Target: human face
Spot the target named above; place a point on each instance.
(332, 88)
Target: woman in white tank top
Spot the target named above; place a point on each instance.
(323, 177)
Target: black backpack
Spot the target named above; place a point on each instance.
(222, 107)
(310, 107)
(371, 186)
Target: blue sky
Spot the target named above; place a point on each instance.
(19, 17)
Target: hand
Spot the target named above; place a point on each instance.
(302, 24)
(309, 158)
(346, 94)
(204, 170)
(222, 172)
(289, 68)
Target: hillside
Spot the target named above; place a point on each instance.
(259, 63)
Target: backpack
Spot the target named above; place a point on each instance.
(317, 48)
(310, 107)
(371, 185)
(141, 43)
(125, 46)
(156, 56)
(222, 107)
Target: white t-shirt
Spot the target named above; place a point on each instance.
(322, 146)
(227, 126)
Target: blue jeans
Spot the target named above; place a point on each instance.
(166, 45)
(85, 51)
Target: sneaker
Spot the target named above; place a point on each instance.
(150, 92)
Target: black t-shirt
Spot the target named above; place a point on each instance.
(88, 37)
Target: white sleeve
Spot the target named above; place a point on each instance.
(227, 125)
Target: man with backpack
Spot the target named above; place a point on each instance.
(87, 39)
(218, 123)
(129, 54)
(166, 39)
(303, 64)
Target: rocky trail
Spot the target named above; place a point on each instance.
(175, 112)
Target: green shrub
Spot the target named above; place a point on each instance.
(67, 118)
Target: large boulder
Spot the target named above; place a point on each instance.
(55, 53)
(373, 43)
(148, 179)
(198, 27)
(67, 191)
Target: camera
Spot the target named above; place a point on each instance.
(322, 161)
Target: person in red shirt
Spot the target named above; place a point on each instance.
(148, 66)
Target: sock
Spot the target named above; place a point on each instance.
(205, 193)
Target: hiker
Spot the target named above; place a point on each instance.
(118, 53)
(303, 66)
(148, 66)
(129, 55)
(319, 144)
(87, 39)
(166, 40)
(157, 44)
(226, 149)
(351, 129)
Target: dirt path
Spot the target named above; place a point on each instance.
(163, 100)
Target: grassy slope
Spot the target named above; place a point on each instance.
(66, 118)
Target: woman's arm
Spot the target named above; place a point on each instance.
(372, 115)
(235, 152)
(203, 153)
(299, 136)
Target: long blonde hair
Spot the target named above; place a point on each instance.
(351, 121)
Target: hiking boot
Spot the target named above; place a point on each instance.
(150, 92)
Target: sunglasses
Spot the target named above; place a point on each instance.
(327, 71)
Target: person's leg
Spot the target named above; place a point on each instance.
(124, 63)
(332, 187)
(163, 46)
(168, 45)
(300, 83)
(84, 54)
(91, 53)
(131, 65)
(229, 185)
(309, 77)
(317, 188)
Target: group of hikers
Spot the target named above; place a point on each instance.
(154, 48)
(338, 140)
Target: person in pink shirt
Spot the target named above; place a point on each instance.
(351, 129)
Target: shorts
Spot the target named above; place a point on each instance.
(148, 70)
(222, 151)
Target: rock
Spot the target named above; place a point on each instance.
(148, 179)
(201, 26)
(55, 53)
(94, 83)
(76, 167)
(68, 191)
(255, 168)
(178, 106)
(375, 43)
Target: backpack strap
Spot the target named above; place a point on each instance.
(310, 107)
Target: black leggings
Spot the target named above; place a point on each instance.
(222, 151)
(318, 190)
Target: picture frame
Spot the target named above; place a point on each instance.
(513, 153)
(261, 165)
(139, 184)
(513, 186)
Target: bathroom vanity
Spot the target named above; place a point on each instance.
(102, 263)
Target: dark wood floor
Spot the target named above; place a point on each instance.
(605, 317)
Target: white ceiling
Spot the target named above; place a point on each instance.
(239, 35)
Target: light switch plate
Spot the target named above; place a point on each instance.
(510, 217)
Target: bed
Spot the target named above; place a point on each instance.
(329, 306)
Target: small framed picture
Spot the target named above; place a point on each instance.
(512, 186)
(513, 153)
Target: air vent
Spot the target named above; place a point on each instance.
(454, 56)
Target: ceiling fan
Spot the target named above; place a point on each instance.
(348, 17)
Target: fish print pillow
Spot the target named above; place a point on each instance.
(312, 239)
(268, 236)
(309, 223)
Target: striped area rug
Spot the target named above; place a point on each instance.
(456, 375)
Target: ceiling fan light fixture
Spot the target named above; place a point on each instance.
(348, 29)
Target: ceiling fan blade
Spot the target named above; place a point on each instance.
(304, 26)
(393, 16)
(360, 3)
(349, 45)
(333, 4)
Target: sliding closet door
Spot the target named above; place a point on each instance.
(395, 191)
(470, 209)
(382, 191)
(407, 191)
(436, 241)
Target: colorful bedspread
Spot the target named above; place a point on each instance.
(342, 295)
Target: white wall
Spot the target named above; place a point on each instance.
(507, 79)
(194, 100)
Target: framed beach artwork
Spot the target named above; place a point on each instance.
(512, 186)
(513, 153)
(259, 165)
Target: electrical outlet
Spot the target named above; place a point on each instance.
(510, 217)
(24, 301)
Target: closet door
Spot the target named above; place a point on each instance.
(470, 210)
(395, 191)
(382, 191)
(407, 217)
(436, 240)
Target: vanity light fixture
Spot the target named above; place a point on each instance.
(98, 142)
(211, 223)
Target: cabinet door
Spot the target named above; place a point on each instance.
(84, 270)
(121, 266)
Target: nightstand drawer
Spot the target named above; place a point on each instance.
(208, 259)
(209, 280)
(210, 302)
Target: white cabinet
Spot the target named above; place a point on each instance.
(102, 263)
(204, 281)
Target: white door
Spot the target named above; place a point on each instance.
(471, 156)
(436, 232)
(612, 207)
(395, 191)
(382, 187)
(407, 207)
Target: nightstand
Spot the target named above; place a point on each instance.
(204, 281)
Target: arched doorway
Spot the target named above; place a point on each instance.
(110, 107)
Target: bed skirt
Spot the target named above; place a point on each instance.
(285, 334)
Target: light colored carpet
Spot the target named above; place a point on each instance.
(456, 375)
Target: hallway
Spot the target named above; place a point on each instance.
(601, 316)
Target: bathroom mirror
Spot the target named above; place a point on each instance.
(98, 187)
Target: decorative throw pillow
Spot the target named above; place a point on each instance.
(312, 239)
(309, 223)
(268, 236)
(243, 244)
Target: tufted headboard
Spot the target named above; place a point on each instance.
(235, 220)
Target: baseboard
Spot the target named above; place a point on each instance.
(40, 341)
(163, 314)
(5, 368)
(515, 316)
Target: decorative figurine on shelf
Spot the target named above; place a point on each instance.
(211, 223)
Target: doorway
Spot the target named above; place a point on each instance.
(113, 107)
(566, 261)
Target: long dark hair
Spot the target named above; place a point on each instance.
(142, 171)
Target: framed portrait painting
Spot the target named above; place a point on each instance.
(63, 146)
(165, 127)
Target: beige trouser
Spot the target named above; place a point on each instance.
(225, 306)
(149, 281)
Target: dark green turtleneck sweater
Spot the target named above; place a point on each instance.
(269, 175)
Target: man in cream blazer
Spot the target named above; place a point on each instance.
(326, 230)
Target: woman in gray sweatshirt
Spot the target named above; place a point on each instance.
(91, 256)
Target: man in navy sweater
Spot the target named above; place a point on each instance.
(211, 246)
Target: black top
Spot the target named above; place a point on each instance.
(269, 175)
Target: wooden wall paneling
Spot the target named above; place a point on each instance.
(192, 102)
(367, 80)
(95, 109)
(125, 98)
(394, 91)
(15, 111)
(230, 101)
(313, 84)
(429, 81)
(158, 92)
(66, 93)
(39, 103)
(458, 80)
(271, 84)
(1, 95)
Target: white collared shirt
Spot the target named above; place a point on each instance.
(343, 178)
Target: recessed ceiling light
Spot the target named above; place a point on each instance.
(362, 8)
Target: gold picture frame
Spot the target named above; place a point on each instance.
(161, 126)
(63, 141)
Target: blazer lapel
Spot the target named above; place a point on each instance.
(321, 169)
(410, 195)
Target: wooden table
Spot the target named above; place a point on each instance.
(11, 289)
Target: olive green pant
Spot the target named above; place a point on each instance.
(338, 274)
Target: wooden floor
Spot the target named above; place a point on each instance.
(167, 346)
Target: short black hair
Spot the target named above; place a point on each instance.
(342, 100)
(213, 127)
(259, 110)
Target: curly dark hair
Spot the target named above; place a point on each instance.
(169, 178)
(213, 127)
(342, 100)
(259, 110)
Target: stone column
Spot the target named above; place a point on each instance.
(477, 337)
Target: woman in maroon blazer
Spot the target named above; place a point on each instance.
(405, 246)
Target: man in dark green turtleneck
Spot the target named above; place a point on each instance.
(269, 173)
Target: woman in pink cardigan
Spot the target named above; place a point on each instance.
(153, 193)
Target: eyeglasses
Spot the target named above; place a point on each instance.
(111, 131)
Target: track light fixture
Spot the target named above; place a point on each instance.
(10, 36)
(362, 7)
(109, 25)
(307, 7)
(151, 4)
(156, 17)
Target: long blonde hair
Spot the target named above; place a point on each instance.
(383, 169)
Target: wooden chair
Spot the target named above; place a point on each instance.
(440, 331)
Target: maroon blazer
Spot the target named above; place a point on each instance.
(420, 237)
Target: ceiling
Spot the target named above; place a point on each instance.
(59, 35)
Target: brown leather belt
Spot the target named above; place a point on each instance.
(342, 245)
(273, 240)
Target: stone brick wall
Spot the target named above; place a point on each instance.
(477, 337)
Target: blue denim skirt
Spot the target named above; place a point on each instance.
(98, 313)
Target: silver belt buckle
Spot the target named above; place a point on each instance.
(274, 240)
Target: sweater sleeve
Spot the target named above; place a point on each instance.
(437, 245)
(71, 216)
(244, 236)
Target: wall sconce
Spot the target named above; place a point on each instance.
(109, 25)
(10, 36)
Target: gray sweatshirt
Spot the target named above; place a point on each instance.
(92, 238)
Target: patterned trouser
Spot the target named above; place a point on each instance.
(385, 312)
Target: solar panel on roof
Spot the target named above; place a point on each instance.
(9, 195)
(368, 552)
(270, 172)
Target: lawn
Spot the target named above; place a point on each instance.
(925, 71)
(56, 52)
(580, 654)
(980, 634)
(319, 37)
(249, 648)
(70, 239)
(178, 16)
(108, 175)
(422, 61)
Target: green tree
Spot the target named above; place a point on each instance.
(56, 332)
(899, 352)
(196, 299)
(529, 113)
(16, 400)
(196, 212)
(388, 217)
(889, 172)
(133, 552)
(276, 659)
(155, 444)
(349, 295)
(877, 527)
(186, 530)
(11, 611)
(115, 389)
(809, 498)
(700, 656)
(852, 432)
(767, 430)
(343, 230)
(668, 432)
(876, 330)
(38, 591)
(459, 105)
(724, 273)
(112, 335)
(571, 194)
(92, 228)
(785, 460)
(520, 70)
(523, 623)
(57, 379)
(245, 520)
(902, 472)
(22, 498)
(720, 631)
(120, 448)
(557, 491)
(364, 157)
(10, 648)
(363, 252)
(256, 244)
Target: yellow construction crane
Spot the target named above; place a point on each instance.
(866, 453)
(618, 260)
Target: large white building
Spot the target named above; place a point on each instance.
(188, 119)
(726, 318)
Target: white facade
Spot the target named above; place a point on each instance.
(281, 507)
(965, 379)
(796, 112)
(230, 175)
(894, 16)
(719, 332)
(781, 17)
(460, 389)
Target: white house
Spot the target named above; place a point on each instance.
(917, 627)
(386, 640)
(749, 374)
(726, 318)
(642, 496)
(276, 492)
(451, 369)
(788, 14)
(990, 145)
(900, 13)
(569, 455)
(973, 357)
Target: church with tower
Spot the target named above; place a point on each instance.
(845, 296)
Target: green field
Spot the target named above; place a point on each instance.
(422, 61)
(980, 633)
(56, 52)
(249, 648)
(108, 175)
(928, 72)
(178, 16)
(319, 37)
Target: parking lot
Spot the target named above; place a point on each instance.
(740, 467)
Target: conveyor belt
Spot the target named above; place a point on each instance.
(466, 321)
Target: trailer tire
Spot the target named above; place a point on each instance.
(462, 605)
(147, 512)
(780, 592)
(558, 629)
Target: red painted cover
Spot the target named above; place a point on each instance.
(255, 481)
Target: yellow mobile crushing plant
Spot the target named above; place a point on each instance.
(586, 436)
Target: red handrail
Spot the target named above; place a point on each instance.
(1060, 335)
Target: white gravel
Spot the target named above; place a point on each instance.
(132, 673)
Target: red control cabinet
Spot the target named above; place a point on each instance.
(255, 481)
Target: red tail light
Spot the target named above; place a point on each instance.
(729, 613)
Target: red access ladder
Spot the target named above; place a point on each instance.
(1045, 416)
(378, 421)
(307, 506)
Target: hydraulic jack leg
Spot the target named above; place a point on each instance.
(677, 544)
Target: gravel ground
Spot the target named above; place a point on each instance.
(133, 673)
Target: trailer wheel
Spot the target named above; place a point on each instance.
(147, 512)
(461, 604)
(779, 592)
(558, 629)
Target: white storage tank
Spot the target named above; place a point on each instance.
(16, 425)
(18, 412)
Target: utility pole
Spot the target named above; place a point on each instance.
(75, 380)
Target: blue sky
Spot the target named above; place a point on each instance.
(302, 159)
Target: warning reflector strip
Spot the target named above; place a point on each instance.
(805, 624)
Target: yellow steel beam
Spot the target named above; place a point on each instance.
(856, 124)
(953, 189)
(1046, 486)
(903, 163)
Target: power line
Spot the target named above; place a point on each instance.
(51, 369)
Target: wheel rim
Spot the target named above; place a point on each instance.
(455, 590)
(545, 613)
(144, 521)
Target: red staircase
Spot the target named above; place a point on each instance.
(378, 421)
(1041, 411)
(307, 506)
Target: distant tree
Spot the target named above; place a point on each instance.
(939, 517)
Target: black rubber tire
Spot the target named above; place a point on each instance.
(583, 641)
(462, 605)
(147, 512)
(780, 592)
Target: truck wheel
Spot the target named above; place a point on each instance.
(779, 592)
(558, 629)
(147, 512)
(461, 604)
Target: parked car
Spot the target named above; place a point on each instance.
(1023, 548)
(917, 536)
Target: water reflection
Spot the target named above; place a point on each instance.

• Aim:
Look above for the line containing "Target: distant tree"; copy from it through the last line, exactly, and nothing more.

• Completed exercise:
Target: distant tree
Spot the target named above; place a point on each instance.
(939, 517)
Target: black rubber tire
Spot the target named above; place a point on each instance.
(583, 641)
(462, 605)
(147, 512)
(780, 592)
Target: truck wheel
Spot the target named above; place a point on each instance.
(779, 592)
(558, 629)
(147, 512)
(461, 604)
Target: parked car
Spot the target named above; place a point on each instance.
(1023, 548)
(917, 536)
Target: water reflection
Spot the target named above; place a point on each instance.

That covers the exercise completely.